> **EXERCISE 1**:
In the Hiroshima Report methodology text, why were factors such as missile defense and conventional force imbalances left out of the evaluation criteria? Answer in one to three sentences.
> **EXERCISE 2**:
Condense the paragraph of the Hiroshima Report methodology text that opens "The different numerical values within each category" into a short bulleted list that keeps its main facts.
> **EXERCISE 3**:
Extract the passage of the Hiroshima Report methodology text that starts at the words "The Research Committee of this project recognizes" and stops after "priorities and urgency.".

This project focuses on the time period of the calendar year 2019. Reference documents are primarily from open sources, such as speeches, remarks, votes and working papers delivered at disarmament fora (e.g., NPT Review Conference and preparatory meetings, UN General Assembly, International Atomic Energy Agency (IAEA) General Conference, Conference on Disarmament, Nuclear Security Summit, and the Negotiation Conference on the TPNW) and official documents published by governments and international organizations.

As for the evaluation section, a set of objective evaluation criteria is established by which each respective country’sperformance is assessed.

The Research Committee of this project recognizes the difficulties, limitations and risks of “scoring” countries’ performances. However, the Committee also considers that an indicative approach is useful to draw attention to nuclear issues, so as to prompt debates over priorities and urgency.

The different numerical values within each category (i.e., nuclear disarmament, nuclear non-proliferation and nuclear security) reflect each activity’s importance within that area, as determined through deliberation by the Research Committee of this project. However, the differences in the scoring arrangements within each of the three categories do not necessarily reflect a category’s relative significance in comparison with others, as it has been driven by the differing number of items surveyed. Thus, the value assigned to nuclear disarmament (maximum score of 101) does not mean that it is more important than nuclear non-proliferation (maximum score of 61) or nuclear security (maximum score of 41).

Regarding “the number of nuclear weapons” (in the nuclear disarmament section) and “the amount of fissile material usable for nuclear weapons” (in the nuclear security section), the assumption is that the more nuclear weapons or weapons-usable fissile material a country possesses, the greater the task of reducing them and ensuring their security. However, the ResearchCommittee recognizes that “numbers” or “amounts” are not the sole decisive factors. It is definitely true that other factors—such as implications of missile defense, chemical and biological weapons, conventional force imbalances and a psychological attachment to a minimum overt or covert nuclear weapon capability—would affect the issues and the process of nuclear disarmament, non-proliferation and nuclear security. However, they were not included in our criteria for evaluation because it was difficult to make objective scales of the significance of these factors. In addition, in view of the suggestions and comments made to the Hiroshima Report 2013, the Research Committee modified the criteria of the following items: current status of the roles and significance of nuclear weapons in national security strategies and policies; relying on extended nuclear deterrence; and nuclear testing. Since the Hiroshima Report 2014, these items have been negatively graded if applicable.

As there is no way to mathematically compare the different factors contained in the different areas of disarmament, non-proliferation and nuclear security, the evaluations should be taken as indicative of performances in general and not as an exact representation or precise assessment of different countries’ performances.

The Hiroshima Report 2020 basically maintains the same structure and items as previous years’ reports, while one item on the TPNW has been added since the Hiroshima Report 2018. Besides this, since the Hiroshima Report 2019, the Research Committee has added an evaluation item addressing whether the respective countries attended the Hiroshima or the Nagasaki Peace Memorial Ceremonies while attendance at the Hiroshima Peace Memorial Ceremony alone had been evaluated until the Hiroshima Report 2018. (the maximum score of three points in this item remain the same). Furthermore, since the Hiroshima Report 2020, increase of the number of possessed nuclear weapons in the past five years, and activities that are not covered by the existing evaluation items but contrary to nuclear disarmament and non- proliferation are negatively graded, respectively, if applicable.

> **RAW DATA**:
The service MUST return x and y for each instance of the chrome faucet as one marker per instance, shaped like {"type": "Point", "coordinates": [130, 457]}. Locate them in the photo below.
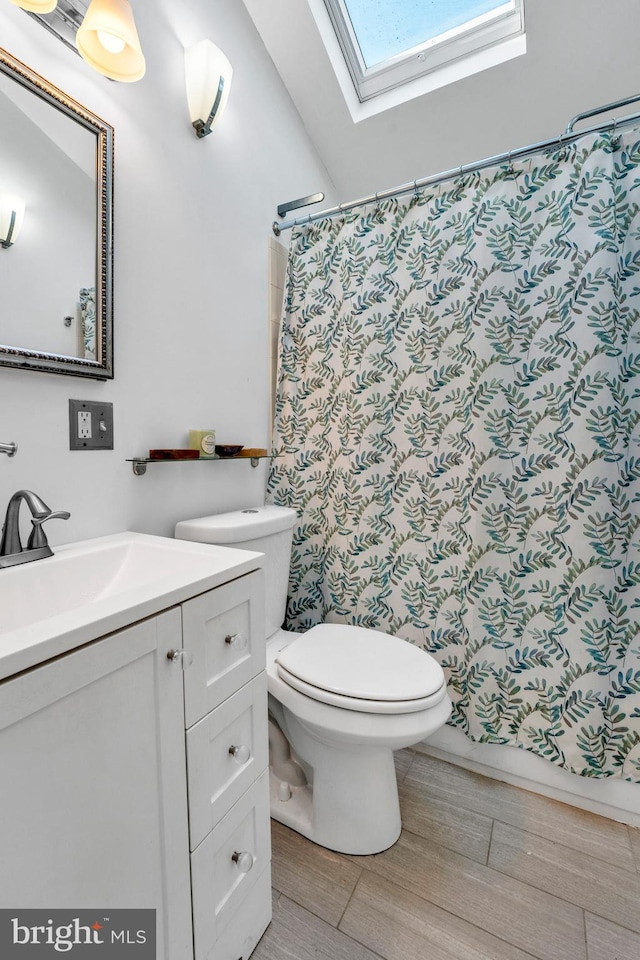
{"type": "Point", "coordinates": [11, 549]}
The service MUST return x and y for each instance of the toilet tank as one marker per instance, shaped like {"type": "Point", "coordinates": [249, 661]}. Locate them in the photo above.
{"type": "Point", "coordinates": [267, 530]}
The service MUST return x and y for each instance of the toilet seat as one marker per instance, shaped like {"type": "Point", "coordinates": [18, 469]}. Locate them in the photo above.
{"type": "Point", "coordinates": [360, 669]}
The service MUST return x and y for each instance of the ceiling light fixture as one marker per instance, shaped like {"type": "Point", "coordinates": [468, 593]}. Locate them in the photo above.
{"type": "Point", "coordinates": [36, 6]}
{"type": "Point", "coordinates": [208, 76]}
{"type": "Point", "coordinates": [108, 40]}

> **ANSWER SECTION 1**:
They were not included because it was difficult to make objective scales of the significance of these factors. The Research Committee still acknowledges that such factors affect the issues and the process of nuclear disarmament, non-proliferation and nuclear security.

> **ANSWER SECTION 2**:
- Within each category (nuclear disarmament, nuclear non-proliferation, nuclear security), numerical values reflect each activity's importance, as decided through deliberation by the Research Committee.
- Differences in scoring across the three categories come from the differing number of items surveyed. They do not show the categories' relative significance.
- Nuclear disarmament's maximum of 101 therefore does not make it more important than nuclear non-proliferation (maximum 61) or nuclear security (maximum 41).

> **ANSWER SECTION 3**:
The Research Committee of this project recognizes the difficulties, limitations and risks of “scoring” countries’ performances. However, the Committee also considers that an indicative approach is useful to draw attention to nuclear issues, so as to prompt debates over priorities and urgency.